ЧТО ТРЕБУЕТСЯ: Воспроизведите дословно фрагмент статьи о Майдане начиная со слов «Политэкономия Майдана» и до слов «- не преувеличение.» включительно.

ПРЕДОСТАВЛЕННЫЙ ТЕКСТ:
┄┄┄┄┄┄┄┄┄┄
UA / RU
Поддержать ZN.ua

Политэкономия Майдана

Массовый протест 2004 года был первой в Украине успешной попыткой заставить государство выполнить волю граждан. Но для того чтобы объездить дикого скакуна, мало один раз вскочить к нему на спину и принудить его подчиниться.

Автор: Владимир Дубровский

На этой неделе немногочисленные оставшиеся романтики отметят очередную годовщину начала оранжевой революции. Всенародного праздника, Дня Свободы, из этой даты, увы, не получилось. Тем не менее как бы ни хотела нынешняя власть свести Майдан к «Майдан’s», события восьмилетней давности навсегда вошли в историю.

Во-первых, это было первое реальное столкновение наших граждан с традиционным государством, которое признавало в них лишь подданных. И нынешний панический страх власть имущих перед даже слабыми отголосками тех событий убеждает, что оно не прошло бесследно, поэтому слово «революция» - не преувеличение.
┄┄┄┄┄┄┄┄┄┄
ИСХОДНЫЕ ДАННЫЕ:
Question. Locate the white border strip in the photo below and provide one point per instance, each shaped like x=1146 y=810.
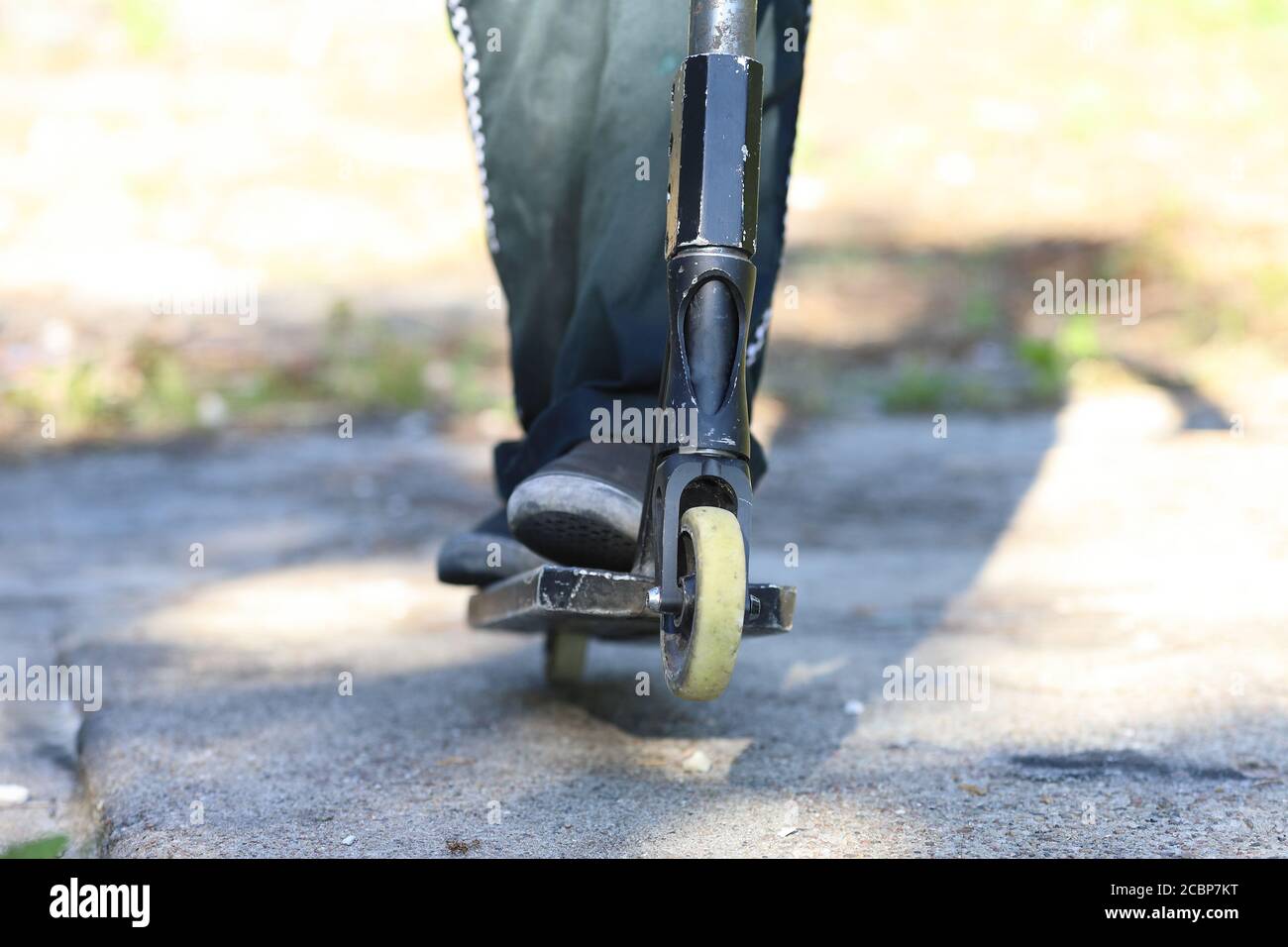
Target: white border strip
x=475 y=107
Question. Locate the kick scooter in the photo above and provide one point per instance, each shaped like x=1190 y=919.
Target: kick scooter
x=690 y=575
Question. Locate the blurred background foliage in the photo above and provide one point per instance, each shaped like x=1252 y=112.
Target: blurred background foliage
x=949 y=155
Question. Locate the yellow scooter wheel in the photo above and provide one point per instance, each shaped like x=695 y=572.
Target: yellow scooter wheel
x=699 y=651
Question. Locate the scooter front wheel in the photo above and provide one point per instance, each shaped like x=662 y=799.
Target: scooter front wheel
x=699 y=648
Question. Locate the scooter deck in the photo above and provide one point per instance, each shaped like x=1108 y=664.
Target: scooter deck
x=603 y=604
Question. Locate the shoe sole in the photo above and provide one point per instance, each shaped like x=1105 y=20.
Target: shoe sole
x=576 y=521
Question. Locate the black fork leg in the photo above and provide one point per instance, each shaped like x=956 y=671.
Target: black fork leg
x=709 y=240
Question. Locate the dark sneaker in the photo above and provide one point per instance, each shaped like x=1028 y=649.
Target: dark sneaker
x=584 y=509
x=469 y=558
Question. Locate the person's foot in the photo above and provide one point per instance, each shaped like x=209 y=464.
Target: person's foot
x=471 y=557
x=584 y=509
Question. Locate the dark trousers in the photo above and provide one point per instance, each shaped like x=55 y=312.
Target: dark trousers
x=570 y=110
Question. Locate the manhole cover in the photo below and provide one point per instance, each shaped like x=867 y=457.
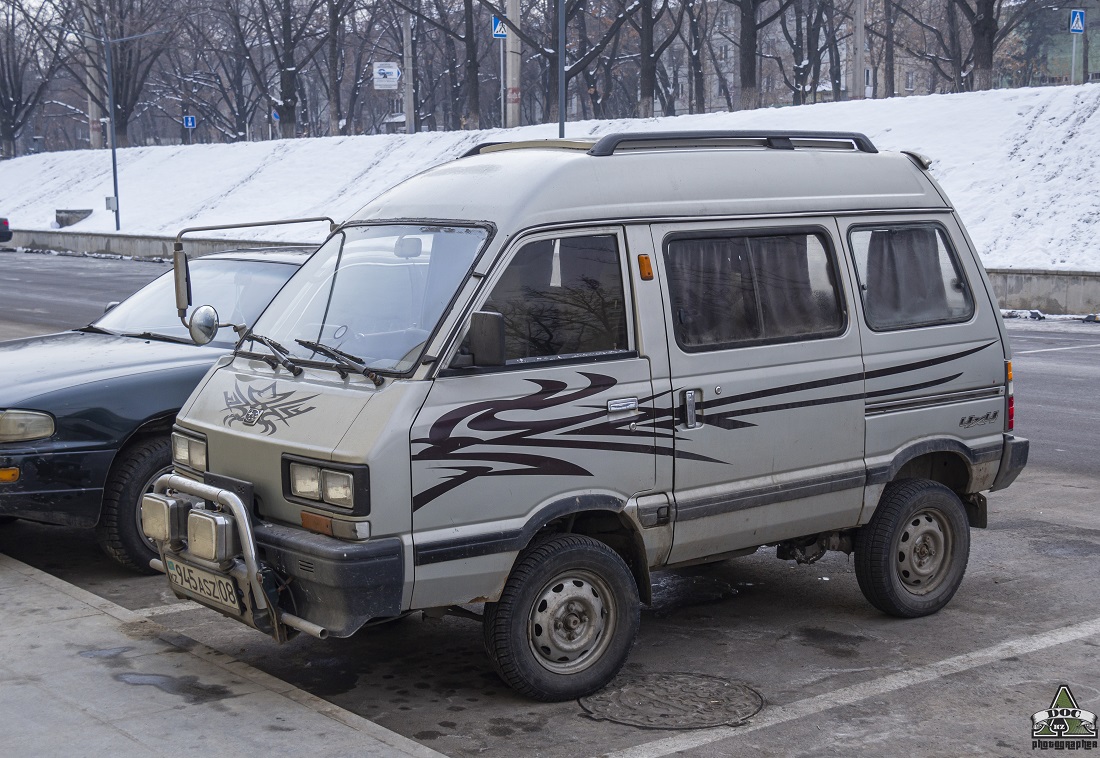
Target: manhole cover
x=674 y=701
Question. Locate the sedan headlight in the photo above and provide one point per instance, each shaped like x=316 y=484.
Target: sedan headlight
x=188 y=451
x=23 y=426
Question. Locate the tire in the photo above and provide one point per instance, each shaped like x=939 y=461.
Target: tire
x=565 y=621
x=912 y=555
x=119 y=530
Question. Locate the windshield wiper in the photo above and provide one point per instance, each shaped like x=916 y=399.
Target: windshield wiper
x=345 y=362
x=154 y=336
x=281 y=356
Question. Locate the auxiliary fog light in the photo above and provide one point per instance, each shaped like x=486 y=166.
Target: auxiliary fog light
x=164 y=518
x=211 y=536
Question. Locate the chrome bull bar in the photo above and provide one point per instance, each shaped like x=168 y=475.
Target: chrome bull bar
x=230 y=501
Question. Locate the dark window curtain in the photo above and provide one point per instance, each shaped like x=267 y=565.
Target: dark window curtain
x=590 y=299
x=711 y=285
x=782 y=275
x=521 y=296
x=904 y=282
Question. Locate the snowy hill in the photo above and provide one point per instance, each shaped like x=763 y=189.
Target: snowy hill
x=1021 y=165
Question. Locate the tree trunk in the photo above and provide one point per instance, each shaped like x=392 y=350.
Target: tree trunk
x=337 y=122
x=748 y=37
x=889 y=74
x=647 y=64
x=983 y=29
x=695 y=59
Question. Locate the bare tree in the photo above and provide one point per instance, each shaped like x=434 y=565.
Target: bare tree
x=30 y=55
x=141 y=31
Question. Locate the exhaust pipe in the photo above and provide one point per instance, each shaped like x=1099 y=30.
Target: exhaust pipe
x=303 y=625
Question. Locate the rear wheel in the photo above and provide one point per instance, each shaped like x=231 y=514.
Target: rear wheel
x=912 y=555
x=565 y=621
x=119 y=529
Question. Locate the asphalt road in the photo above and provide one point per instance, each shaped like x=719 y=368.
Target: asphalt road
x=837 y=677
x=41 y=293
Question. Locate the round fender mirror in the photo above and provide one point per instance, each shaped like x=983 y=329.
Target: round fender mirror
x=202 y=325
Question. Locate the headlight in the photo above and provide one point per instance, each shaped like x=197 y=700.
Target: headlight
x=306 y=481
x=188 y=451
x=338 y=487
x=22 y=426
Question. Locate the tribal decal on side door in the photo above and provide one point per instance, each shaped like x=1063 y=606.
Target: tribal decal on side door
x=539 y=430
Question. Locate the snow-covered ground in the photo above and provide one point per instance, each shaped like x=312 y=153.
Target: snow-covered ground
x=1022 y=166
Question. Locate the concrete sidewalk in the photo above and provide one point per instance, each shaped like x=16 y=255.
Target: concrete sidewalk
x=80 y=676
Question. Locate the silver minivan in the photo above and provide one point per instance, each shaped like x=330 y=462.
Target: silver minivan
x=531 y=376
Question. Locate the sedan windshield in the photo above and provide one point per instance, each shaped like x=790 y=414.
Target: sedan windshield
x=371 y=295
x=238 y=290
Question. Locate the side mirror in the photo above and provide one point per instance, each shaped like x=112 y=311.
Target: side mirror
x=182 y=276
x=202 y=325
x=486 y=338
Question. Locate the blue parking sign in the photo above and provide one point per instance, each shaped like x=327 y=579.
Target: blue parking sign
x=1077 y=22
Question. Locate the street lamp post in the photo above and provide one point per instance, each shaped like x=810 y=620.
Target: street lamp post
x=107 y=42
x=561 y=68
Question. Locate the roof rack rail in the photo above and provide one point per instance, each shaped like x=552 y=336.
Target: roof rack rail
x=556 y=144
x=774 y=140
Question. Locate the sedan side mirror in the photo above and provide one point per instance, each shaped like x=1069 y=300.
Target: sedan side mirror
x=202 y=325
x=486 y=338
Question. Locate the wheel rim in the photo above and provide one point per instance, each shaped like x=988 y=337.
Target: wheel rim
x=924 y=551
x=572 y=622
x=144 y=491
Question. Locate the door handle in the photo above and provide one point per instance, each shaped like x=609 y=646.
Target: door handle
x=690 y=401
x=622 y=404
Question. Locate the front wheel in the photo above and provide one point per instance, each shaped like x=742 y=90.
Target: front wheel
x=565 y=621
x=911 y=556
x=119 y=529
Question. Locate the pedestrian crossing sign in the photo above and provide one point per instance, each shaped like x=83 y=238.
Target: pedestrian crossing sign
x=1077 y=22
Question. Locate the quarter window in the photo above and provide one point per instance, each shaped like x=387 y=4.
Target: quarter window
x=910 y=276
x=562 y=297
x=728 y=290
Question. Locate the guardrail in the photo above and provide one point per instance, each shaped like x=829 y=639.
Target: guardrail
x=134 y=245
x=1049 y=290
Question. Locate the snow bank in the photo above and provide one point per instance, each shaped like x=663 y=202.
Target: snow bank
x=1021 y=165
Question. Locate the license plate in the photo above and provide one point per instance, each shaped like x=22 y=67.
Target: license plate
x=202 y=584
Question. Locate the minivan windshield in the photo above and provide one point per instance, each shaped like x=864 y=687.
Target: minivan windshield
x=372 y=294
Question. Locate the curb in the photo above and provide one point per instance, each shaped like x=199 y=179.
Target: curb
x=229 y=663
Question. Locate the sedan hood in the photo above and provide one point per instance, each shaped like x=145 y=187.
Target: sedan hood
x=37 y=365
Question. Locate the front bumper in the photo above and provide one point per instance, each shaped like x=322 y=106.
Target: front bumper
x=290 y=579
x=56 y=487
x=1013 y=460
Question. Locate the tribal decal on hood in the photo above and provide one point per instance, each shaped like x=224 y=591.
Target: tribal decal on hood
x=265 y=406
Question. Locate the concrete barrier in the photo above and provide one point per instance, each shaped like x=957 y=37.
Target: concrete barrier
x=1052 y=292
x=133 y=245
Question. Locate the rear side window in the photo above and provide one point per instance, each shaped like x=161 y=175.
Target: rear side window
x=562 y=297
x=910 y=276
x=729 y=290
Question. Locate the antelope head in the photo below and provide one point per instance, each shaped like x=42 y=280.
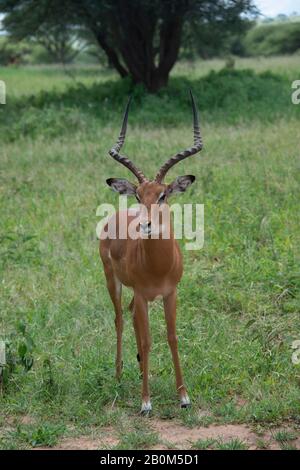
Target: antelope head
x=153 y=194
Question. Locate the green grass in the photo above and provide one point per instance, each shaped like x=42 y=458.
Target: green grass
x=233 y=444
x=238 y=308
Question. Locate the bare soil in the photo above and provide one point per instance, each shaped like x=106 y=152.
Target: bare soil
x=173 y=435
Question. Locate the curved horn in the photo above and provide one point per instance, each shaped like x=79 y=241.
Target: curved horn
x=114 y=151
x=198 y=145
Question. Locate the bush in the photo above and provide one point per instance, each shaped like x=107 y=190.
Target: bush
x=228 y=96
x=272 y=39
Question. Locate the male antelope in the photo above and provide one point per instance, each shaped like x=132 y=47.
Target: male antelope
x=151 y=266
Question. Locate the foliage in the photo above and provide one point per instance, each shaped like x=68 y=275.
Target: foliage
x=238 y=309
x=141 y=38
x=271 y=39
x=236 y=94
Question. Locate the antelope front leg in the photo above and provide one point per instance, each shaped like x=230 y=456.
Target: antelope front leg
x=141 y=322
x=170 y=314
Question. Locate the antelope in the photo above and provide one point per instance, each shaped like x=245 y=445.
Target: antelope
x=151 y=266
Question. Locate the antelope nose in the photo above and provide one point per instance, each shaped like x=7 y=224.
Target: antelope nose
x=145 y=226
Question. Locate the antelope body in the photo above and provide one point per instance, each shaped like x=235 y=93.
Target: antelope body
x=150 y=265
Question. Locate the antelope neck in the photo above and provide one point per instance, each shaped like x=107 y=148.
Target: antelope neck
x=158 y=254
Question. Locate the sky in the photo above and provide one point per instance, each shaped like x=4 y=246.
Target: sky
x=273 y=7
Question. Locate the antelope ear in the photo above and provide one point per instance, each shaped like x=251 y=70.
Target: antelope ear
x=122 y=186
x=181 y=184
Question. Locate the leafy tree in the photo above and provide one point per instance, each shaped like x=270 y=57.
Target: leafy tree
x=141 y=38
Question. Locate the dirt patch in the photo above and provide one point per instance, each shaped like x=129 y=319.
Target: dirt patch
x=183 y=437
x=174 y=435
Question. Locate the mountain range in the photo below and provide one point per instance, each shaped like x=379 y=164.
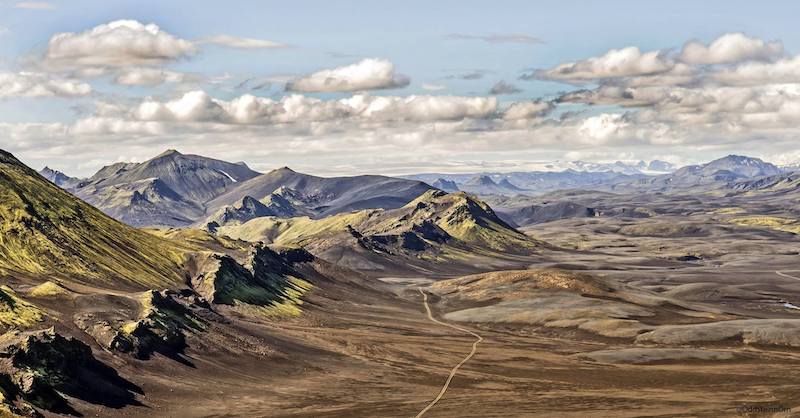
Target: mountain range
x=177 y=190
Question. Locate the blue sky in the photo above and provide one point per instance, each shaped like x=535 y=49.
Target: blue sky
x=416 y=37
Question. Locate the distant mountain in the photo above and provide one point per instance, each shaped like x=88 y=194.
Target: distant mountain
x=547 y=212
x=193 y=177
x=283 y=203
x=148 y=202
x=506 y=184
x=168 y=190
x=445 y=185
x=529 y=183
x=322 y=196
x=178 y=190
x=433 y=230
x=58 y=178
x=717 y=174
x=653 y=167
x=49 y=232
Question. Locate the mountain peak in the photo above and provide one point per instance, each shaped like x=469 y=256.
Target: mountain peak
x=168 y=153
x=8 y=158
x=483 y=180
x=284 y=170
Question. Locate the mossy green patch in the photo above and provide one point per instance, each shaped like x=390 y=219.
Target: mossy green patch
x=49 y=289
x=17 y=313
x=287 y=304
x=46 y=230
x=771 y=222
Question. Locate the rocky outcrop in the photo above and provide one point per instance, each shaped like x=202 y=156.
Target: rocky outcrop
x=263 y=278
x=37 y=367
x=161 y=326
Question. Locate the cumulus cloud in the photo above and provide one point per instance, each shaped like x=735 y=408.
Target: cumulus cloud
x=199 y=106
x=501 y=87
x=367 y=74
x=34 y=5
x=113 y=126
x=433 y=87
x=40 y=85
x=120 y=43
x=147 y=76
x=625 y=62
x=731 y=47
x=498 y=38
x=471 y=75
x=782 y=71
x=528 y=110
x=240 y=43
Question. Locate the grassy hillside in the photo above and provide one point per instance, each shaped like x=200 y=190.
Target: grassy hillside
x=459 y=218
x=46 y=231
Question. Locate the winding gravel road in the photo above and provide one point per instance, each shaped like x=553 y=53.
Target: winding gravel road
x=455 y=369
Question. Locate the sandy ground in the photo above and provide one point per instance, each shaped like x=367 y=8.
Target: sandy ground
x=382 y=357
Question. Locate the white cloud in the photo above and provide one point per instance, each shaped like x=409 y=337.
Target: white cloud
x=120 y=43
x=729 y=48
x=198 y=106
x=240 y=43
x=433 y=87
x=625 y=62
x=34 y=5
x=782 y=71
x=528 y=110
x=501 y=88
x=368 y=74
x=40 y=85
x=109 y=126
x=147 y=76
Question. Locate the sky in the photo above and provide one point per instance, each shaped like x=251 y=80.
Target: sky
x=354 y=87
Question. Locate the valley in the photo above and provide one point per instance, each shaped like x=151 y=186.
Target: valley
x=321 y=297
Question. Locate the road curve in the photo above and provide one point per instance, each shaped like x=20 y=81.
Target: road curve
x=788 y=276
x=455 y=369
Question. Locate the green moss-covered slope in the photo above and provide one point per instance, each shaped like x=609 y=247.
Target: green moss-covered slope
x=45 y=230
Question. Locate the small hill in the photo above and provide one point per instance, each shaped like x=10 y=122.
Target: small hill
x=719 y=174
x=431 y=229
x=445 y=185
x=194 y=177
x=546 y=212
x=169 y=190
x=44 y=230
x=58 y=178
x=327 y=196
x=143 y=203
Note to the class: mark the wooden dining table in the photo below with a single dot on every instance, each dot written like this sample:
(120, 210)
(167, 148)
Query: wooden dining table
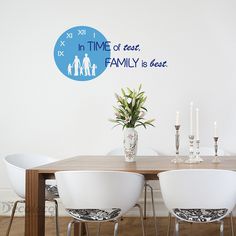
┄┄┄┄┄┄┄┄┄┄
РЕШЕНИЕ ЗАДАЧИ:
Политэкономия Майдана

Массовый протест 2004 года был первой в Украине успешной попыткой заставить государство выполнить волю граждан. Но для того чтобы объездить дикого скакуна, мало один раз вскочить к нему на спину и принудить его подчиниться.

Автор: Владимир Дубровский

На этой неделе немногочисленные оставшиеся романтики отметят очередную годовщину начала оранжевой революции. Всенародного праздника, Дня Свободы, из этой даты, увы, не получилось. Тем не менее как бы ни хотела нынешняя власть свести Майдан к «Майдан’s», события восьмилетней давности навсегда вошли в историю.

Во-первых, это было первое реальное столкновение наших граждан с традиционным государством, которое признавало в них лишь подданных. И нынешний панический страх власть имущих перед даже слабыми отголосками тех событий убеждает, что оно не прошло бесследно, поэтому слово «революция» - не преувеличение.